Your standard of judgment probably changes over time. Very early in development, when the program
crashes every few minutes, you might report only the most serious problems. When the program is a bit more
stable you'll probably report everything you find. Very near the end of the project, you might stop reporting
minor design issues and report only serious coding errors.
Your standard of judgment is something you learn. It changes as you adapt to each new project manager,
each new test manager, and each new company. The test management philosophy associated with the
problem tracking system has a major effect on the standard of judgment of every person who reports
problems.
The problem with any standard of judgment is that it sets you up for mistakes. The problem of duplicated
bug reports is the clearest example of this. Suppose you've read every report in the database. You're now
testing the program and you see something similar to a problem already reported. It's not exactly the same,
but it is quite similar:
• There's no value in adding duplicates to the database, so if you decide that the new bug and the old
bug are similar enough, you won't report the new one.
- If you are correct, if you are looking at the same bug, you save everyone's time by not reporting it.
- Consumer Risk: But if you're wrong, the programmer will fix the problem in the database but
will never fix (because he never found out about) the problem you decided not to report. (In
Quality Control terminology, Consumer Risk is the probability that the customer will receive a


119

defective lot of goods because the defects were not detected during testing. Similarly here, the
customer receives defective goods because of testing failure. Feigenbaum, 1991.)
• If you decide that the old bug and the new bug are probably different, you'll report the new one:
- If you're right, both bugs get fixed.
- Producer's Risk: If you're wrong, you report a duplicate bug, and you waste everyone's time. The
waste includes the time to report the problem, the time for the project manager to read and assign
it, the time for the programmer to investigate and determine that it's the same problem, the time
to retest or to review it if it's deferred, and the time to close it. (In QC terminology, Producer's Risk
is the probability that a tester will misclassify an acceptable lot of goods as defective.)
Your problem is to strike the right balance between consumer and producer risk. Which error is worse?

TO DO -
1. List each kind of time that the bug-reporting text says is wasted when a duplicate bug is reported.
2. From the bug-reporting text, return the passage starting at "defective lot of" and ending at "bugs get fixed.".

SUPPLIED DATA -
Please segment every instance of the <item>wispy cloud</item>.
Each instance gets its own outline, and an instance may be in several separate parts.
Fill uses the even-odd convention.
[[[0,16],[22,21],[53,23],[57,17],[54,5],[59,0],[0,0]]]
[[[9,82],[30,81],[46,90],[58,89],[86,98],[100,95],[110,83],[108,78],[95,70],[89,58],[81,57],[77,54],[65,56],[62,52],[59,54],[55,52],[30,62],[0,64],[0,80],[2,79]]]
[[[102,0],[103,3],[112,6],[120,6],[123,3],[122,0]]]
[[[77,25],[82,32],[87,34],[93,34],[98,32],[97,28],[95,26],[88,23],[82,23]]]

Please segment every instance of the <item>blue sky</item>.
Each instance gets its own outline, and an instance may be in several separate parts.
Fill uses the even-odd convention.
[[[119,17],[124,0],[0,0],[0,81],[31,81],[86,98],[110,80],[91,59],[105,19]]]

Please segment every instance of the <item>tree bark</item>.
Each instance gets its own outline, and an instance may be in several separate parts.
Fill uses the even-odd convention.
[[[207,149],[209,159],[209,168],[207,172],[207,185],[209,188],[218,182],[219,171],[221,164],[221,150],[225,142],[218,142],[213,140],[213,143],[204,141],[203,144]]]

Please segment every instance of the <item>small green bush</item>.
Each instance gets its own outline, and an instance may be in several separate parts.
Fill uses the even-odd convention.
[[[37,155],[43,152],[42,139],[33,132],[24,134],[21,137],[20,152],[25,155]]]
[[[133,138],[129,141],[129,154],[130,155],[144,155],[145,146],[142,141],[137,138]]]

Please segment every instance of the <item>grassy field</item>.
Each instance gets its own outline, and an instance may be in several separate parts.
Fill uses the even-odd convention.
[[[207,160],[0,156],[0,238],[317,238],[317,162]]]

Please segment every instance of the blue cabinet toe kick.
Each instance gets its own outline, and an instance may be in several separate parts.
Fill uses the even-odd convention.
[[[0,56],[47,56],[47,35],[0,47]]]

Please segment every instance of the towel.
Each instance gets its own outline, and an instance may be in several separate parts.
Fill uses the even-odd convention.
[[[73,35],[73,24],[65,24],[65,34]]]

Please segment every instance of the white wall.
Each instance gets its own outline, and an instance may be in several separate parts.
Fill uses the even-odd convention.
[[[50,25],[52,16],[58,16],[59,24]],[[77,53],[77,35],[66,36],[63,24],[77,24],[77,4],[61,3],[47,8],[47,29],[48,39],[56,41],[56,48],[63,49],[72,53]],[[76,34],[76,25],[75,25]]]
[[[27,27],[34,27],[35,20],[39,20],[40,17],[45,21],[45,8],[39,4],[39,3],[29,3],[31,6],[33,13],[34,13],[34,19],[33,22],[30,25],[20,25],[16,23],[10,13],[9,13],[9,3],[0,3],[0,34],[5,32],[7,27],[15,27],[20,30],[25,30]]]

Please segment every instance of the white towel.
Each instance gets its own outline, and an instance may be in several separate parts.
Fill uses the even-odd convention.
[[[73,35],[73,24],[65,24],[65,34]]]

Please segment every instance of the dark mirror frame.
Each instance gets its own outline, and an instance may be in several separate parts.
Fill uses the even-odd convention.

OUTPUTS IN ORDER -
1.
- The time to report the problem
- The time for the project manager to read and assign it
- The time for the programmer to investigate and determine that it's the same problem
- The time to retest or to review it if it's deferred
- The time to close it

2.
defective lot of goods because the defects were not detected during testing. Similarly here, the
customer receives defective goods because of testing failure. Feigenbaum, 1991.)
• If you decide that the old bug and the new bug are probably different, you'll report the new one:
- If you're right, both bugs get fixed.